CHP Kurultayından Demokrasi Manzaraları (!)
07.04.2025 - Pazartesi 14:21
Cumhuriyet Halk Partisi’nde yine alışıldık bir tablo sahnelendi: Kurultay olağanüstüydü ama yaşananlar oldukça tanıdıktı. Parti içi demokrasinin "görünürde" işlediği bu süreçte, aslında ne bir rekabet vardı ne de gerçek bir tercih şansı. CHP Genel Başkanı Özgür Özel, tek aday olarak girdiği seçimde bin 276 geçerli oyun bin 171’ini aldı. Geriye kalan 105 geçersiz oy ise, salonun içindeki sessiz itirazın sembolü gibiydi.
Demokrasi denilince akla ilk gelen şeylerden biri seçme ve seçilme hakkıdır. Ancak CHP kurultayında bu hakkın "seçilme" kısmı pek rağbet görmemiş olacak ki, Özgür Özel'in karşısına hiçbir aday çıkmadı. Seçim yapıldı ama tek kişilikti. Adeta bir "onay töreni"ne dönüşen kurultayda, sandıklar sadece protokol gereği kurulmuş gibiydi.
Delegeler salona girdi, oylarını kullandı ama havada tek bir rekabet havası yoktu. Ne bir fikir yarışı, ne de bir vizyon çarpışması yaşandı. Heyecan, belki de sadece kürsüde yapılan birkaç temenniden ibaretti. Kurultay salonunda adeta “seçim olsun ama fazla da karıştırmayalım” havası sahipti.
Sandıktan çıkan sonuç da şaşırtmadı. Özgür Özel, neredeyse oy birliğiyle yeniden seçildi. Ancak 105 geçersiz oy dikkat çekiciydi. Bu rakam, belki de sessiz bir mesajdı: "Biz geldik, görevimizi yaptık ama içimiz pek rahat değil." Belki de bu oylar, iç muhasebenin, sorgulamanın, hatta hafif bir protestonun ifadesiydi.
———
Yapılacak İşler –
a - CHP kurultayı metnine göre aşağıdaki soruları cevaplayın:
(i) Özgür Özel, bin 276 geçerli oyun kaçını aldı?
(ii) Kurultayda Özgür Özel'in karşısına kaç aday çıktı?
(iii) Demokrasi denilince akla ilk gelen şeylerden biri olarak ne gösteriliyor?
b - CHP kurultayı metninde "07.04.2025 - Pazartesi" sözlerinden "itirazın sembolü gibiydi." sözlerine kadar olan kısmı hiç değiştirmeden yazın.
———
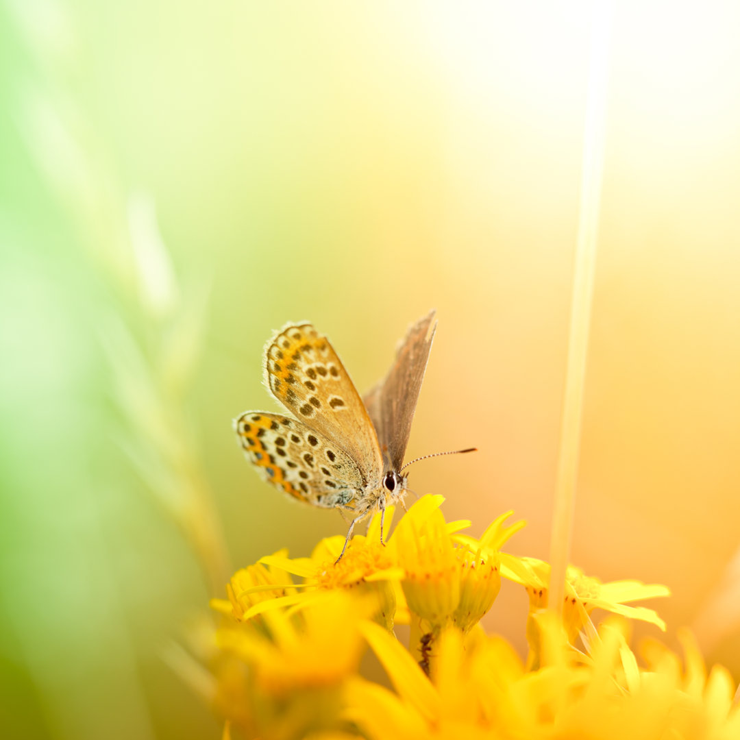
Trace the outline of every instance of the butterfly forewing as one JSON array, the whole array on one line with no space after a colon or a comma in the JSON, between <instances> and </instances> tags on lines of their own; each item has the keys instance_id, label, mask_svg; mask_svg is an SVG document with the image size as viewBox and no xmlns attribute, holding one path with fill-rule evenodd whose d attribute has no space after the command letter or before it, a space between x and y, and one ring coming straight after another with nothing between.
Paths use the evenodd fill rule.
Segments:
<instances>
[{"instance_id":1,"label":"butterfly forewing","mask_svg":"<svg viewBox=\"0 0 740 740\"><path fill-rule=\"evenodd\" d=\"M437 331L436 312L411 326L396 351L386 378L365 395L383 455L394 470L403 465L419 391Z\"/></svg>"},{"instance_id":2,"label":"butterfly forewing","mask_svg":"<svg viewBox=\"0 0 740 740\"><path fill-rule=\"evenodd\" d=\"M246 411L235 426L247 459L268 482L307 503L354 508L363 486L360 470L319 432L266 411Z\"/></svg>"},{"instance_id":3,"label":"butterfly forewing","mask_svg":"<svg viewBox=\"0 0 740 740\"><path fill-rule=\"evenodd\" d=\"M326 337L311 324L289 324L267 345L272 394L317 437L354 460L363 482L380 479L383 459L360 394Z\"/></svg>"}]
</instances>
———
Doğru Cevaplar –
a -
(i) Bin 171'ini aldı.
(ii) Hiçbir aday çıkmadı.
(iii) Seçme ve seçilme hakkı.

b -
07.04.2025 - Pazartesi 14:21
Cumhuriyet Halk Partisi’nde yine alışıldık bir tablo sahnelendi: Kurultay olağanüstüydü ama yaşananlar oldukça tanıdıktı. Parti içi demokrasinin "görünürde" işlediği bu süreçte, aslında ne bir rekabet vardı ne de gerçek bir tercih şansı. CHP Genel Başkanı Özgür Özel, tek aday olarak girdiği seçimde bin 276 geçerli oyun bin 171’ini aldı. Geriye kalan 105 geçersiz oy ise, salonun içindeki sessiz itirazın sembolü gibiydi.